Can you recast the rows, starting at the beginning and ending at the line that contains "box: [0, 1, 211, 64]", as a JSON list of strings with one string per line and blank lines left out?

Input for this task:

• • • • • • •

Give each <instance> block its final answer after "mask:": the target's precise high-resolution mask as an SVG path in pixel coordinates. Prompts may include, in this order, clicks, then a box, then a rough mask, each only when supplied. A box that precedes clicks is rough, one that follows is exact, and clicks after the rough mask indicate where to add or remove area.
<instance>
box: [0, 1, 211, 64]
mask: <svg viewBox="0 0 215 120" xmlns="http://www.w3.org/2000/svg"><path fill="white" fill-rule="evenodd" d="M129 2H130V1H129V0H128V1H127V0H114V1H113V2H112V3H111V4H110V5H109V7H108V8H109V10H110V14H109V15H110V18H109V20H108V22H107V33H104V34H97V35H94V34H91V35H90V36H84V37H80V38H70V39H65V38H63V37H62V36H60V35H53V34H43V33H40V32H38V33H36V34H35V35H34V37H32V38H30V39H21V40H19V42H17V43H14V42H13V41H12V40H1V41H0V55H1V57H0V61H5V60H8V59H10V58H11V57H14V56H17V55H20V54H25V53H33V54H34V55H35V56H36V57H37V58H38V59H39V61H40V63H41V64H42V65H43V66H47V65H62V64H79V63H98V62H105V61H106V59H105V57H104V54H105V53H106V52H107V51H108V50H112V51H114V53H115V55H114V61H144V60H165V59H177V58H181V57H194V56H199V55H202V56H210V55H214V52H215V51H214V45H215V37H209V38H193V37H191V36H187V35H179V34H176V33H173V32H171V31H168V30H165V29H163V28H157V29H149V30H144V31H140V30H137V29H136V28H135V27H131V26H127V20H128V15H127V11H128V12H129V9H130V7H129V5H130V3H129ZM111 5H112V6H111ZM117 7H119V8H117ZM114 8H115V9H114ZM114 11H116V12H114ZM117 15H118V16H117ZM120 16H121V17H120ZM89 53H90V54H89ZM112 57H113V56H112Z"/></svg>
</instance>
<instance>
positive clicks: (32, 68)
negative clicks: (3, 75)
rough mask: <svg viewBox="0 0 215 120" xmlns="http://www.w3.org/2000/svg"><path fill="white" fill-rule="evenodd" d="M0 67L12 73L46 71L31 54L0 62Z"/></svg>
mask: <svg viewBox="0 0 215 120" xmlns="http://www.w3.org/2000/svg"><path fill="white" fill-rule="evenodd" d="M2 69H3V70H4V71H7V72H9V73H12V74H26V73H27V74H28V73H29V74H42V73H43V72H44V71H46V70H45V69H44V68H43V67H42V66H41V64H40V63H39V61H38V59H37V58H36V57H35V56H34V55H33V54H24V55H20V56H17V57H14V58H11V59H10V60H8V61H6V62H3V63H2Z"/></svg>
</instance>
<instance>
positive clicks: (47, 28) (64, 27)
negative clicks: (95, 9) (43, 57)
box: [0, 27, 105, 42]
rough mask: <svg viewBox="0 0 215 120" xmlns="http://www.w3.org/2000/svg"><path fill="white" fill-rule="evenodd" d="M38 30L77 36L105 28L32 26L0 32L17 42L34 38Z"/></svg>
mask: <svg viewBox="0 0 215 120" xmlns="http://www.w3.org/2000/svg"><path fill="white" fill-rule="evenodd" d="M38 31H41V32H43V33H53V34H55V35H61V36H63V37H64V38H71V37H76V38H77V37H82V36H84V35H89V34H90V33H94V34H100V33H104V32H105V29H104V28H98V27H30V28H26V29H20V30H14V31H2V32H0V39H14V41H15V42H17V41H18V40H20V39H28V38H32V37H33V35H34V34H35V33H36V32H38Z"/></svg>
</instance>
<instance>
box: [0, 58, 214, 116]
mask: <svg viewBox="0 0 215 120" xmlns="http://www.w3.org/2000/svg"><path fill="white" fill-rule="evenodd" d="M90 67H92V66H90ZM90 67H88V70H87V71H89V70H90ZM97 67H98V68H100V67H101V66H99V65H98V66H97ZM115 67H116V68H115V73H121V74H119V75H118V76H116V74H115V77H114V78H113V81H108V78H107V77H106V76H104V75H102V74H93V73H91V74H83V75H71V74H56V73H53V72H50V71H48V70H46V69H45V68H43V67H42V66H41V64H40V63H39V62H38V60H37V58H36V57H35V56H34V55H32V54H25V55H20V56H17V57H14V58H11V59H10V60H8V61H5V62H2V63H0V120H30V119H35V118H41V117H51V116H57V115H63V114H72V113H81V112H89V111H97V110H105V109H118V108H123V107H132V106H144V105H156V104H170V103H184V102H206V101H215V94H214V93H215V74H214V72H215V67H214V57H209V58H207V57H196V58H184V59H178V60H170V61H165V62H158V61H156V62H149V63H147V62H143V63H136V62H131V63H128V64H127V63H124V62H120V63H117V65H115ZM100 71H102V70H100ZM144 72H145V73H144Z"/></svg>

• • • • • • •

Worked solution:
[
  "Give each <instance> block its final answer after \"mask:\": the target's precise high-resolution mask as an SVG path in pixel coordinates. Prompts may include, in this order, clicks, then a box, then a rough mask, each only when supplied. A box that precedes clicks is rough, one that follows is exact, and clicks after the rough mask indicate where to add or remove area.",
  "<instance>",
  "box: [0, 1, 211, 64]"
]